:: Description of the task ::
Retype the entries word for word, leaving nothing out.

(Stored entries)
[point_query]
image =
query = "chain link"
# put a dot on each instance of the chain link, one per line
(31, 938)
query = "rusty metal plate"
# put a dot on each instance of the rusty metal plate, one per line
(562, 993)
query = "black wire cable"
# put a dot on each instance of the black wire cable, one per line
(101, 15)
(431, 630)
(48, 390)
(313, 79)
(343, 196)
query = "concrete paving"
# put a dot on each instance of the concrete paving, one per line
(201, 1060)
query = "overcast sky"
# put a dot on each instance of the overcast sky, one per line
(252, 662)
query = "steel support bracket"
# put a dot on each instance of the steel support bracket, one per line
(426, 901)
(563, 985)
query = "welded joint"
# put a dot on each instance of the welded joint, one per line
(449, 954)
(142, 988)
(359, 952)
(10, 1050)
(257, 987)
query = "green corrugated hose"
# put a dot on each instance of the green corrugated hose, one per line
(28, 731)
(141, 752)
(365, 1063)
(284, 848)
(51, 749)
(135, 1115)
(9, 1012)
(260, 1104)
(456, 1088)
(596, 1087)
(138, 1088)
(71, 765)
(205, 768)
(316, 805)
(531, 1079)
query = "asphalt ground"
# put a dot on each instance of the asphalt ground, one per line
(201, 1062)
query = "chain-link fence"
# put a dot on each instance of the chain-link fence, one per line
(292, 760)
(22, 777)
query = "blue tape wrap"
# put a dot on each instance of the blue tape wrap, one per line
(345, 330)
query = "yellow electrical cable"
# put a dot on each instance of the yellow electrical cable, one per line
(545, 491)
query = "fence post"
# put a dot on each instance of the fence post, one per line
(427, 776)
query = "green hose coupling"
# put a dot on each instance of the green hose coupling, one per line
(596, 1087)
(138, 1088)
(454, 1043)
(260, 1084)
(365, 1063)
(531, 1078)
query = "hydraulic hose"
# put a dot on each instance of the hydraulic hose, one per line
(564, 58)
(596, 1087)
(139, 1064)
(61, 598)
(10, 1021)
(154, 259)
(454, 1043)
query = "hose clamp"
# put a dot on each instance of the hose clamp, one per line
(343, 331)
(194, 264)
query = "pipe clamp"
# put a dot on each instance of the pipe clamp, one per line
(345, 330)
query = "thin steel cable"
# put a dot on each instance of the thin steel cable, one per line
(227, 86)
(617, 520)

:: Solution below ::
[point_query]
image =
query = "chain link"
# put a dot on each instance of the chain link, one per line
(31, 938)
query = "rusty metal plate"
# put a dot on each instance of the rusty metal plate, one per line
(562, 993)
query = "black wire cable"
# put a dot on each instance of the black wire cable, one per line
(101, 15)
(431, 630)
(48, 390)
(313, 79)
(343, 196)
query = "concrete paving"
# put a dot on each instance of the concrete paving, one per line
(201, 1060)
query = "overcast sky"
# put a dot on each instance of the overcast sky, one per line
(252, 662)
query = "steel support bracket"
# put a dot on each instance of the steel support bracket, one per line
(426, 901)
(563, 985)
query = "welded joint"
# put a dot on each instance of the welded joint, one per line
(449, 954)
(142, 988)
(359, 952)
(10, 1050)
(257, 987)
query = "green corrugated hose"
# put a dot on each instance of the green corrugated hose, one per line
(28, 731)
(141, 752)
(365, 1063)
(284, 848)
(51, 749)
(135, 1115)
(9, 1012)
(260, 1104)
(456, 1088)
(596, 1087)
(138, 1088)
(71, 765)
(205, 768)
(316, 805)
(531, 1079)
query = "asphalt ground"
# put a dot on each instance of the asphalt ground, one per line
(201, 1062)
query = "chain-link fence"
# put a dot on each instance of the chain-link fence, one per line
(292, 760)
(22, 777)
query = "blue tape wrap"
# put a dot on each instance of the blue tape wrap, one per line
(345, 330)
query = "yellow electrical cable"
# put a dot on each instance of the yellow electrical cable, one per line
(545, 491)
query = "fence post"
# put a dot on each instance of the fence post, one per line
(427, 776)
query = "green hose coupling"
# put a dot on each instance of the green hose coupling, one per line
(596, 1087)
(138, 1088)
(454, 1043)
(260, 1084)
(365, 1063)
(531, 1078)
query = "hydraulic hose"
# put a dot on each instance of the hydraulic hose, one per line
(564, 58)
(596, 1087)
(139, 1064)
(61, 598)
(10, 1021)
(154, 259)
(454, 1043)
query = "hose clamp"
# put a dot on each instance of the hose clamp, one per line
(343, 331)
(194, 264)
query = "pipe clamp"
# put a dot on each instance of the pipe clamp, one per line
(345, 330)
query = "thin steel cable"
# put a dot on each instance of the thin steel cable, one per line
(227, 86)
(617, 520)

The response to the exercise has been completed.